--- Document extract ---
Your logic makes zero sense. You are equating Kojima fans, which are gamers who just want to have fun, with followers of complex political figures and events that involve conflict, society and war. If you want to bring a good argument, bring a real one based on relevant facts that explains how and why people specifically like Kojima games. Not bring unrelated examples to make a point because you can't find a relevant factual argument that is directly related
 
He's trolling. You're baited.
Your logic makes zero sense. You are equating Kojima fans, which are gamers wh just want to have fun, with followers of complex political figures and events that involve conflict, society and war. If you want to bring a good argument, bring a real one based on relevant facts that explains how and why people specifically like Kojima games. Not bring unrelated examples to make a point because you can't find a relevant factual argument that is directly related
This isn't a sane discussion. Just ignore the trolling. ;)
 
This doesn't answer the question. There are different formats for geometry between Vertex and Mesh Shaders. Additionally, the Vertex pipeline includes triangle clipping, culling, tessellation, stream out, and other logic, all the stuff that is absent in Mesh Shaders and that was challenging to beat from the interview. The distinction is here on any hardware.
@Bold That's not true for AMD HW ...

The idea of "formats" itself as there being special memory/layout doesn't exist at all in the mesh shading pipeline. What you have is an "arbitrary payload" of data as the input for mesh shading. While it's true that the common mesh shading pipeline lacks those functionality, console developers don't have to deal with those limitations on PC. You can absolutely use tessellation and stream out with mesh shaders on consoles and the reverse is true as well in that you can also use mesh shaders with the overloaded legacy geometry pipeline ...

PC wouldn't be as annoying for developers to optimize if it didn't have separate interfaces as a consequence of there being multiple disjoint geometry pipelines implementations as seen on other hardware vendors. A unified hardware geometry pipeline design as is the case with the primitive shaders means that hardware can have a singular unified interface for it as well ...
---
■ **Brief**: Reproduce the part of the forum thread from "PC wouldn't be" to "as well ..." word for word. The records have no connection to the forum thread.
--- Material ---
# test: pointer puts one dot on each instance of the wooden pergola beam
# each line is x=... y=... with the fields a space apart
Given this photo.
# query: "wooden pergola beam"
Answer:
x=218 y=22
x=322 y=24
---
■ **Expected output**:
PC wouldn't be as annoying for developers to optimize if it didn't have separate interfaces as a consequence of there being multiple disjoint geometry pipelines implementations as seen on other hardware vendors. A unified hardware geometry pipeline design as is the case with the primitive shaders means that hardware can have a singular unified interface for it as well ...